▶ _GOAL_
Extract from the data below the passage that opens with the line containing "of the dark" and closes with the line containing "Target: dark green water", and reproduce those lines verbatim.

===== SOURCE MATERIAL

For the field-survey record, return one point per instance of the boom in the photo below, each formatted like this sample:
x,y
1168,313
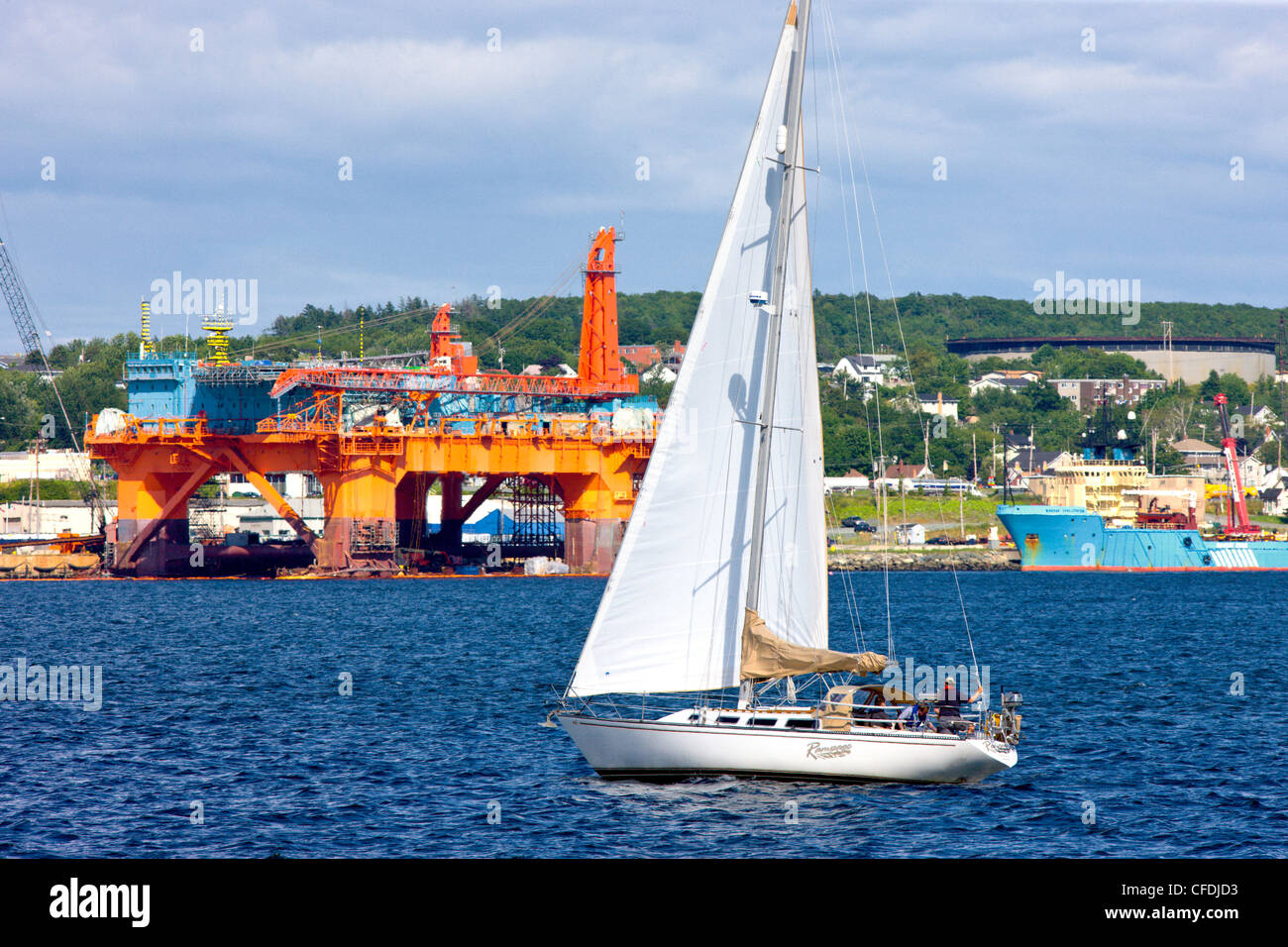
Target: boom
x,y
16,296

==========
===== SOURCE MATERIAL

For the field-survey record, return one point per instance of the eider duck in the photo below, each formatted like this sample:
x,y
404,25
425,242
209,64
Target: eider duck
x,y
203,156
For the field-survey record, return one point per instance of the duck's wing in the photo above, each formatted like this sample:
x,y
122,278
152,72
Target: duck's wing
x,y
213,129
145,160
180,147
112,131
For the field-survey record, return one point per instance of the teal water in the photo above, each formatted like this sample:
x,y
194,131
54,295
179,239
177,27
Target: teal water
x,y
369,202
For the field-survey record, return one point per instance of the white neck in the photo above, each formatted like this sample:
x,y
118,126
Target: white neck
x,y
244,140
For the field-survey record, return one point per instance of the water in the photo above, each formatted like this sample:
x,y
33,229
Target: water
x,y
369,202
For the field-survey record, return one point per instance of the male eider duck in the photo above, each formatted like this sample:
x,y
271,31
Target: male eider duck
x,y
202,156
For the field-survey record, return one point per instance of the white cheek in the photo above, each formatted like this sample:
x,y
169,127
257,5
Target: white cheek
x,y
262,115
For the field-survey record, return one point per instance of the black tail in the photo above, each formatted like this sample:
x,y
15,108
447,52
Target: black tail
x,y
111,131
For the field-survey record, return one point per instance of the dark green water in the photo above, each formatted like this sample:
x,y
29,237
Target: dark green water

==========

▶ _ANSWER TO THIS EXERCISE_
For the field-survey record, return one point per instance of the dark green water in the photo above, each formatted like this sample:
x,y
29,237
Target: dark green water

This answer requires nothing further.